**What the task asks:** Reproduce the stretch of rows below, from the line containing "Each returned point MUST lie on the matching staircase" through the line containing "[[154, 445], [425, 436], [16, 501]]", word for word, including both of those lines and nothing else.

**Raw data:**
+ + + +

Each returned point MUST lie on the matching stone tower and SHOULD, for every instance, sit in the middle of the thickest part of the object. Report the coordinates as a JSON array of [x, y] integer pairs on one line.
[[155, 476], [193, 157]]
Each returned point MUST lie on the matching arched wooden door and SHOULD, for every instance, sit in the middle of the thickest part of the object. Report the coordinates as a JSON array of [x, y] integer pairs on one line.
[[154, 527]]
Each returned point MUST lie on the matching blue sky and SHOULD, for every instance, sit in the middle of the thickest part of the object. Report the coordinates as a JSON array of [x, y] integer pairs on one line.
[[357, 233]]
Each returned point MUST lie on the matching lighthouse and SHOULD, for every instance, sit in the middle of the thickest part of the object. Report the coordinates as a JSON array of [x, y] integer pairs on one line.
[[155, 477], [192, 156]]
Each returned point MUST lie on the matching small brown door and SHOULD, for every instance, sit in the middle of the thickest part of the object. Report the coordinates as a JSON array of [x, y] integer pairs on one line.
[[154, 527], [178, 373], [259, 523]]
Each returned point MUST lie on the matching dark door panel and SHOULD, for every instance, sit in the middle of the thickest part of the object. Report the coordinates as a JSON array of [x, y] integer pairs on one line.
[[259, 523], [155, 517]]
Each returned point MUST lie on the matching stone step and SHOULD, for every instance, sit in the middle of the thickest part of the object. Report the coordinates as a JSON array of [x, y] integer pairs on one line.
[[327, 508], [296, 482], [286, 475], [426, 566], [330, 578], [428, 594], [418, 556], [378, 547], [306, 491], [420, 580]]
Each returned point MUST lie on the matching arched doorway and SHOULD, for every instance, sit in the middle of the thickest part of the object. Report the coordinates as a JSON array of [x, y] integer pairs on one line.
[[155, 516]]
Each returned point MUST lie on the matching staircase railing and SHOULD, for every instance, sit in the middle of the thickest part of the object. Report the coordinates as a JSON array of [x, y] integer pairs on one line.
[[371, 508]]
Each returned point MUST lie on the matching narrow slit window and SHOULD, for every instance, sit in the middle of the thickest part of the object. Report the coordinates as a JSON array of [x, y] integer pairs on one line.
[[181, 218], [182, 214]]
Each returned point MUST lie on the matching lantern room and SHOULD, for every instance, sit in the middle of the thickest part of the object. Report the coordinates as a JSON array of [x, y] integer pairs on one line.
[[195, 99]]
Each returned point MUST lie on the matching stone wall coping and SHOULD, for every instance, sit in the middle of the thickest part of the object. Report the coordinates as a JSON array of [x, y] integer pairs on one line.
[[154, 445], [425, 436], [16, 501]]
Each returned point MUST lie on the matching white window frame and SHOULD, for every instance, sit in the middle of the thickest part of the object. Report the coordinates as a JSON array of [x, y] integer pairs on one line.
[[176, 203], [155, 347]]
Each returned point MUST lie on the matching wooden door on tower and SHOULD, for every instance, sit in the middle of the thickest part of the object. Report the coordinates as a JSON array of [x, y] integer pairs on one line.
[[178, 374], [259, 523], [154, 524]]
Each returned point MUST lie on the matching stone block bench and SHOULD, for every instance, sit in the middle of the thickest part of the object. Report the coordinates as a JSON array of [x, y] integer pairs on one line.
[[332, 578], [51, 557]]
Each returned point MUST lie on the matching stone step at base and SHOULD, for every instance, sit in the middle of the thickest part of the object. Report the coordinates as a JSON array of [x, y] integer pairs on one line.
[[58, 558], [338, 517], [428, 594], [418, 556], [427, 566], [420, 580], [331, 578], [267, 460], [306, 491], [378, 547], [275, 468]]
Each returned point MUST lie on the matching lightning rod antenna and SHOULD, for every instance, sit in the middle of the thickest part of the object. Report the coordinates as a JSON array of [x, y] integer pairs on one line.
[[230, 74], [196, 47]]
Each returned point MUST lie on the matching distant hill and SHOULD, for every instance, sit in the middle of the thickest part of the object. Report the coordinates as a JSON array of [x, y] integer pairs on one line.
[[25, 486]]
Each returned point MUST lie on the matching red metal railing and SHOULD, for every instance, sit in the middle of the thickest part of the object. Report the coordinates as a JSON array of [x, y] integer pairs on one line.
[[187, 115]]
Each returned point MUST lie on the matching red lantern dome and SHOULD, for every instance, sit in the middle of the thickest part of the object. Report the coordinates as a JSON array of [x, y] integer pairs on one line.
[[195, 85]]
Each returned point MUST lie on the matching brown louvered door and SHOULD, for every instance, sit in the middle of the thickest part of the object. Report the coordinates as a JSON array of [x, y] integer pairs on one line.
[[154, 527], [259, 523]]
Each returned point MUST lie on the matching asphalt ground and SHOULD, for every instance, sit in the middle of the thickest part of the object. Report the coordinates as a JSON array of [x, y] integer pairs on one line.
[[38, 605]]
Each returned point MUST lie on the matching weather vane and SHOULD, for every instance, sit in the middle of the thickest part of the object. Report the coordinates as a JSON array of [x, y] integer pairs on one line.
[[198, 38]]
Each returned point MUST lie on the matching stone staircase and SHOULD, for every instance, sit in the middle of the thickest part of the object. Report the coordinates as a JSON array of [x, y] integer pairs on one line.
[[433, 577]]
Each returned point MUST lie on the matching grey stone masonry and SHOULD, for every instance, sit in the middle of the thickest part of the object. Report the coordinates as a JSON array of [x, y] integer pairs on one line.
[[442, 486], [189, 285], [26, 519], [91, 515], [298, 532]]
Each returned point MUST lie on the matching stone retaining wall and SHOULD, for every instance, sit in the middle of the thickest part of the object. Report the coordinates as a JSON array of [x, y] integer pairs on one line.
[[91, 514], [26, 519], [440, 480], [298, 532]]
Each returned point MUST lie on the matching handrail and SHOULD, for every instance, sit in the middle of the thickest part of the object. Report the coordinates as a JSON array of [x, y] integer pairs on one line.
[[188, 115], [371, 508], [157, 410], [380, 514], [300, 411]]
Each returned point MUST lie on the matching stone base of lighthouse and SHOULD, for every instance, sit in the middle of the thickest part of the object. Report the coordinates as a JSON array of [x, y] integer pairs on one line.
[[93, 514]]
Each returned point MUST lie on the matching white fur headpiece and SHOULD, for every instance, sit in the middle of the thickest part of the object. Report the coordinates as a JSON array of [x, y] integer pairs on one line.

+ + + +

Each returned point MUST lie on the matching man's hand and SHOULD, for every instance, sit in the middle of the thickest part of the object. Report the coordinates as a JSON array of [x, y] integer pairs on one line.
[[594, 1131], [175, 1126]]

+ + + +

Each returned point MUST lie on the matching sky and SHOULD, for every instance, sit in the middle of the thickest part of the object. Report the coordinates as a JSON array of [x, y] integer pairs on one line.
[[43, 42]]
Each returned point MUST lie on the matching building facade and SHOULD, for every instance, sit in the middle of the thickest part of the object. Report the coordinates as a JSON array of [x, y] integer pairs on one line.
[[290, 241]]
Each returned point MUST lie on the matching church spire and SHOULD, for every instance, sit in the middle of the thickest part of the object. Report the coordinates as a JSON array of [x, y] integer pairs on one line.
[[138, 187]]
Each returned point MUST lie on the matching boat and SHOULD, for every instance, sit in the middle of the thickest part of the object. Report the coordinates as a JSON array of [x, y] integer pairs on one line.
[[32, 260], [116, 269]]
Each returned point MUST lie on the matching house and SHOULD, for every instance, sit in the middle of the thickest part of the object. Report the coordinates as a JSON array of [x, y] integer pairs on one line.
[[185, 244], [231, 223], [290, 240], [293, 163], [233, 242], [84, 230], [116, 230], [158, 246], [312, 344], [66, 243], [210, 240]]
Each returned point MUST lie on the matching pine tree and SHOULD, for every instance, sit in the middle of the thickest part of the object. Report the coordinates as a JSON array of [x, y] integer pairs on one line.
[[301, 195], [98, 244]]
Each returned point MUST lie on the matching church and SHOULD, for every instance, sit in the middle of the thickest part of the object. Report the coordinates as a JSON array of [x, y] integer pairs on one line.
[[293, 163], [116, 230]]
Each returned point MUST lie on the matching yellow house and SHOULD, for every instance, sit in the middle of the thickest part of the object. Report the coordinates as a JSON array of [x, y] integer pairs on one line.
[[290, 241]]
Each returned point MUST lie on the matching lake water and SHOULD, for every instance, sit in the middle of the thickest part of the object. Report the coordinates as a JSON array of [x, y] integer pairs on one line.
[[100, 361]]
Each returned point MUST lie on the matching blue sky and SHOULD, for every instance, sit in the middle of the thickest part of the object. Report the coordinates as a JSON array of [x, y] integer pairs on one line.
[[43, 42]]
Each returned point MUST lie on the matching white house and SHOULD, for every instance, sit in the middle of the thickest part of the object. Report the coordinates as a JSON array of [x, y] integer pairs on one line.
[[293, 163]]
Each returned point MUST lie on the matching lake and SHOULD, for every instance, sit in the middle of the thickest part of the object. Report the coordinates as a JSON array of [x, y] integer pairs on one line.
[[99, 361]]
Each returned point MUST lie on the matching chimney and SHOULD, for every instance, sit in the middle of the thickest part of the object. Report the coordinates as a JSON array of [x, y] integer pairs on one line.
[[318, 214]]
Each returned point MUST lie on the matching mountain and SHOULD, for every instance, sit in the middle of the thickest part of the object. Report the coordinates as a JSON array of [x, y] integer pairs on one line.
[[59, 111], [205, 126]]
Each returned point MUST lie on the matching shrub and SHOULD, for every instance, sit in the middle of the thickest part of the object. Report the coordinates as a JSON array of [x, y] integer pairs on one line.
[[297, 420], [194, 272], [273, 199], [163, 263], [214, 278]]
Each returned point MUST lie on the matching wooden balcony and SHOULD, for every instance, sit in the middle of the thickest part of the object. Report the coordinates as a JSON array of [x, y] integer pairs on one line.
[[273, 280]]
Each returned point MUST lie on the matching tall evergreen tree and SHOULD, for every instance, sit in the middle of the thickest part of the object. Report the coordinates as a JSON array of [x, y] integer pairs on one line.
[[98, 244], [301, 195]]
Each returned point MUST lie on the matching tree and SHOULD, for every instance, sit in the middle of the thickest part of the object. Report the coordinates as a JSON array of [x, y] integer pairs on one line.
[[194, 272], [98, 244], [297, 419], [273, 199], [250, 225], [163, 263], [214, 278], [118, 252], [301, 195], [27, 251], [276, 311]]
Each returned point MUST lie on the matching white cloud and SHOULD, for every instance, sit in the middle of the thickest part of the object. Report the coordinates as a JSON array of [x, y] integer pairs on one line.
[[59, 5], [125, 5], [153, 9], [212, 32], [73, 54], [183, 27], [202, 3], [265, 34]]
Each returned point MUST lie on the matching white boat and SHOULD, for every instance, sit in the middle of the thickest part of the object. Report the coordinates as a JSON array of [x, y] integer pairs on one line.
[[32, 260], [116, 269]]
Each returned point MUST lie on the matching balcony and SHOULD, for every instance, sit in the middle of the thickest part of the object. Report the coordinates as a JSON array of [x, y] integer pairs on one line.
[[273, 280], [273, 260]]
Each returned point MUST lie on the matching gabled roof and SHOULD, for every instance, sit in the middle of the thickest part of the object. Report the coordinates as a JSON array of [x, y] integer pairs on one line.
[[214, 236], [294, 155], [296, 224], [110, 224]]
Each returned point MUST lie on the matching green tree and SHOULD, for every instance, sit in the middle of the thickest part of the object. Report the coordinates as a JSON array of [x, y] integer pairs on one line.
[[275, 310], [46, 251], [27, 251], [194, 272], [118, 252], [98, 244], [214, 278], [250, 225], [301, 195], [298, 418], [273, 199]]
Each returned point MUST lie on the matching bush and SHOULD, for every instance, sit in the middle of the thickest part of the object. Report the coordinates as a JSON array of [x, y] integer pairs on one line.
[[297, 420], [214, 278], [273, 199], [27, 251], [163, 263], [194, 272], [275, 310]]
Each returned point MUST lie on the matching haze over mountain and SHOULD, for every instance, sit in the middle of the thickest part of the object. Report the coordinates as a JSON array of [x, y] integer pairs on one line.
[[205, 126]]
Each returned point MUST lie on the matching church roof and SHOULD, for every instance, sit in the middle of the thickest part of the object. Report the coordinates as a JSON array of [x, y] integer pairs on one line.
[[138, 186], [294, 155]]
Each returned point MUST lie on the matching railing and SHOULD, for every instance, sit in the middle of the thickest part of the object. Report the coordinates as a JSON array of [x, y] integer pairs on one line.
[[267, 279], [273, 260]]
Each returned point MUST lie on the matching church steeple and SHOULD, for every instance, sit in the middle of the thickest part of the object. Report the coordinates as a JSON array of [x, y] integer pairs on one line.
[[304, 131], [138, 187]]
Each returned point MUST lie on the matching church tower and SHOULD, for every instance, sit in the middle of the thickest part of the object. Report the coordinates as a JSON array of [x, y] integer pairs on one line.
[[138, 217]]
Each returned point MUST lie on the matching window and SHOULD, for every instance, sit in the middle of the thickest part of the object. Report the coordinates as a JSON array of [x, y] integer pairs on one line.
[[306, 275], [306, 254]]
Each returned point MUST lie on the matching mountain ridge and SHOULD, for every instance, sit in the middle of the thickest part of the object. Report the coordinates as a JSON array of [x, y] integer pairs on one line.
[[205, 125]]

+ + + +

**Right answer:**
Each returned point MUST lie on the matching staircase railing and SHOULD, for every instance, sit in the middle of the thickest part of the object. Report the coordinates as a JSON array of [x, y] integer pairs on one line.
[[371, 508]]
Each returned point MUST lie on the matching narrow slit window and SHOULD, for every instance, sit in the middle of the thickest part of the object. Report the coordinates as a JSON array of [x, y] integer pairs on one line.
[[181, 218], [182, 214]]
Each returned point MUST lie on the matching lantern room and SHOULD, for every instance, sit in the middle of the thickest part of the object. Report the coordinates as a JSON array of [x, y] integer pairs on one line.
[[195, 99]]
Each returned point MUST lie on the matching stone wall coping and SHOULD, for every instance, sit in the middle of the thickest part of the object. Report the coordinates as a JSON array of [x, y] integer pairs on one line.
[[154, 445], [425, 436], [16, 501]]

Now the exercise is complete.